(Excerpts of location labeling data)
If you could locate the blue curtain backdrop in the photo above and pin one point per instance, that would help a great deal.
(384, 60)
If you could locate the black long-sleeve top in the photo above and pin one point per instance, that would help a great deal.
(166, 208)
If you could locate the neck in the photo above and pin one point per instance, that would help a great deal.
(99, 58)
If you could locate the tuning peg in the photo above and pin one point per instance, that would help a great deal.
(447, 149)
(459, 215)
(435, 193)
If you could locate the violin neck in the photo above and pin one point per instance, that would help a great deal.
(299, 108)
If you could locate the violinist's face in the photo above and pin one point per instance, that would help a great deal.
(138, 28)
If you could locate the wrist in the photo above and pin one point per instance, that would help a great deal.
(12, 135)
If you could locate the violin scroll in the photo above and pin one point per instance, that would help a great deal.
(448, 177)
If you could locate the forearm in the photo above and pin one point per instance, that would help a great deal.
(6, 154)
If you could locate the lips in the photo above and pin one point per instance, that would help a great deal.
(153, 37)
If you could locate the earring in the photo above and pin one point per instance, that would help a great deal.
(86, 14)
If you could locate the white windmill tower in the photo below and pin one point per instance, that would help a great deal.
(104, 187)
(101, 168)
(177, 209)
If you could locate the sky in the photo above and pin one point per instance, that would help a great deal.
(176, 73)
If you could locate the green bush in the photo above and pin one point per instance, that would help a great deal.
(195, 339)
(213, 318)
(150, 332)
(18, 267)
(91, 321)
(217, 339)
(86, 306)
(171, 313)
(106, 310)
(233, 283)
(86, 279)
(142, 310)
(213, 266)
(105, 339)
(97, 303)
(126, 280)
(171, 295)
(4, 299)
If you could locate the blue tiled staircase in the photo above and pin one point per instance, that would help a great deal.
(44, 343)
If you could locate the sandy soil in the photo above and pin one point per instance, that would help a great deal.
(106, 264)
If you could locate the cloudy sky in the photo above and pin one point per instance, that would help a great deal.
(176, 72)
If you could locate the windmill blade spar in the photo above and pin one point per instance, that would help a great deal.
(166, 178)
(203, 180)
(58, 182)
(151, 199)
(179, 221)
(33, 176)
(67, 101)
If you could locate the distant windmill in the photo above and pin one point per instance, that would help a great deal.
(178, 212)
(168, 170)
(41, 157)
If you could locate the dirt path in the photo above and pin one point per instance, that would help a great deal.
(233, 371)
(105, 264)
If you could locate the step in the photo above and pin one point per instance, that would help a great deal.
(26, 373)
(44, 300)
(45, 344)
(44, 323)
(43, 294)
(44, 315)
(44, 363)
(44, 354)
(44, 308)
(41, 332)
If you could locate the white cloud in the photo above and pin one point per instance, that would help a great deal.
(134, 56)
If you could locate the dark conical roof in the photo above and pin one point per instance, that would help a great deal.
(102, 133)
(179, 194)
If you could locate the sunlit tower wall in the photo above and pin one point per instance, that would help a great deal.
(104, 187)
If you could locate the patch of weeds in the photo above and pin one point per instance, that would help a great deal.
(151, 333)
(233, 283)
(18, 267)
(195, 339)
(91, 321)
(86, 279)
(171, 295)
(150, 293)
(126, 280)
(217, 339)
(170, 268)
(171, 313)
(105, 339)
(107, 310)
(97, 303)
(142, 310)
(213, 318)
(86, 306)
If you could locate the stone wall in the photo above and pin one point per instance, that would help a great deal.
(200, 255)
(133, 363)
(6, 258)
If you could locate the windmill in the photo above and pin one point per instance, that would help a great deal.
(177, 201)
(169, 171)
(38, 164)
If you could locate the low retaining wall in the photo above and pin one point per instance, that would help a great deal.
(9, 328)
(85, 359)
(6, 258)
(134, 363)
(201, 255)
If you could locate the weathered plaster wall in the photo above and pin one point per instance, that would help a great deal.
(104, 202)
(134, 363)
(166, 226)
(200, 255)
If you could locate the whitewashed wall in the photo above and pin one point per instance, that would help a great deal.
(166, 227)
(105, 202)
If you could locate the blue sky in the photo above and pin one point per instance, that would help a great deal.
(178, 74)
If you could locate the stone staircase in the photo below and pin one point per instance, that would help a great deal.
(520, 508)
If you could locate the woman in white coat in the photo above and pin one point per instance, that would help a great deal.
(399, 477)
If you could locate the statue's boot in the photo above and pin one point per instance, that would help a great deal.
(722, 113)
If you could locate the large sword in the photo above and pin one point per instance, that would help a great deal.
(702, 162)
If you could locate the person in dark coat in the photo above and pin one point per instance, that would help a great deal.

- Instructions to follow: Write down the full listing again, exactly.

- Correct response:
If you could locate the blue curtain backdrop in the photo above and pin one point per instance, that would help a great deal.
(384, 60)
If you could locate the black long-sleeve top in the photo above and pin one point per instance, that would help a great deal.
(166, 208)
If you could locate the neck in the photo above and pin one point per instance, that would help a great deal.
(99, 58)
If you could locate the tuning peg in the photo above and pin one point per instance, that would help a great deal.
(447, 149)
(459, 215)
(435, 193)
If you could locate the violin neck in the photo above and pin one point per instance, that would help a great deal.
(299, 108)
If you could locate the violinist's face in the photo above and pin one point per instance, that would help a great deal.
(138, 28)
If you could locate the wrist in the photo above and pin one point per instance, that would help a great deal.
(12, 135)
If you could locate the violin scroll in the photo above and pin one point per instance, that would help a great deal.
(448, 177)
If you could locate the forearm in the photo above and pin one point per instance, that would help a great deal.
(6, 154)
If you could locate the lips in the photo above and pin one point per instance, that would help a great deal.
(153, 37)
If you could locate the earring in the photo above and pin one point per instance, that would help a great deal.
(86, 14)
If you could locate the white windmill tower in the photo below and pin one point per instance, that would help a great deal.
(104, 187)
(101, 168)
(177, 209)
If you could locate the sky in the photo above and pin one point per instance, that would help a great deal.
(176, 73)
If you could locate the green bush in the photo above and pin one point per instance, that would help a great deal.
(195, 339)
(213, 318)
(150, 332)
(18, 267)
(91, 321)
(217, 339)
(86, 306)
(171, 313)
(106, 310)
(233, 283)
(86, 279)
(142, 310)
(213, 266)
(105, 339)
(97, 303)
(126, 280)
(171, 295)
(4, 299)
If you could locate the blue tiled staircase in the photo above and pin one point per instance, that would help a great deal.
(44, 343)
If you could locate the sandy soil in the photo above and pin one point per instance, that would help a great deal.
(106, 264)
If you could locate the cloudy sky in the photo above and pin one point per instance, that would help a great deal.
(176, 72)
If you could locate the windmill blade spar in the photo above and pin one point per instance, that would help a great deal.
(166, 178)
(203, 180)
(58, 182)
(151, 199)
(179, 221)
(33, 176)
(67, 101)
If you could locate the distant windmill in the photo above and pin one point per instance, that would help a great deal.
(178, 212)
(168, 170)
(41, 157)
If you could locate the dirt path in the photo above and pin one point per instance, that would help a great deal.
(233, 371)
(105, 264)
If you could locate the step in the photo above and pin one point per instance, that would help a great deal.
(26, 373)
(44, 300)
(45, 344)
(44, 323)
(43, 294)
(44, 315)
(44, 363)
(44, 354)
(44, 308)
(41, 332)
If you could locate the white cloud in the photo above and pin one point per instance, that would help a great deal.
(134, 56)
If you could locate the dark conical roof in the photo above and pin one point per instance, that would help a great deal.
(102, 133)
(179, 194)
If you could locate the sunlit tower wall in the photo above and pin one point per instance, that would help a great deal.
(104, 187)
If you could locate the patch of weeds in the photo above and pin one point per instance, that would help a great deal.
(151, 333)
(233, 283)
(18, 267)
(195, 339)
(91, 321)
(86, 279)
(171, 295)
(150, 293)
(126, 280)
(217, 339)
(170, 268)
(171, 313)
(105, 339)
(107, 310)
(97, 303)
(142, 310)
(213, 318)
(86, 306)
If you could locate the stone wall in the photo above and pin one point per instance, that would help a great deal.
(200, 255)
(133, 363)
(6, 258)
If you could locate the windmill in the photo above and pin one point per instance, that would help a great deal.
(177, 201)
(169, 171)
(38, 164)
If you could locate the low retaining wall in the photo above and pin one point per instance, that would help a great deal.
(9, 328)
(85, 359)
(6, 258)
(134, 363)
(201, 255)
If you could locate the weathered plaster wall in the photo above and pin one point per instance, that would help a great deal.
(104, 202)
(134, 363)
(166, 226)
(200, 255)
If you could locate the whitewashed wall in the photo above and pin one point per instance, that would help a great deal.
(166, 227)
(105, 202)
If you could locate the blue sky in the photo above and pin one point per instance, that would help a great deal.
(178, 74)
If you could locate the stone staircase in the photo below and pin one point per instance, that would help a great deal.
(520, 508)
If you could locate the woman in white coat in the photo above and pin one point per instance, that would help a great deal.
(399, 477)
If you could locate the statue's boot in the photo above and pin one point per instance, that would help a great deal.
(722, 113)
If you could locate the large sword in the photo above and pin one point per instance, that would help a great deal.
(702, 162)
If you could locate the person in dark coat in the photo above and pin one point per instance, that would help a great deal.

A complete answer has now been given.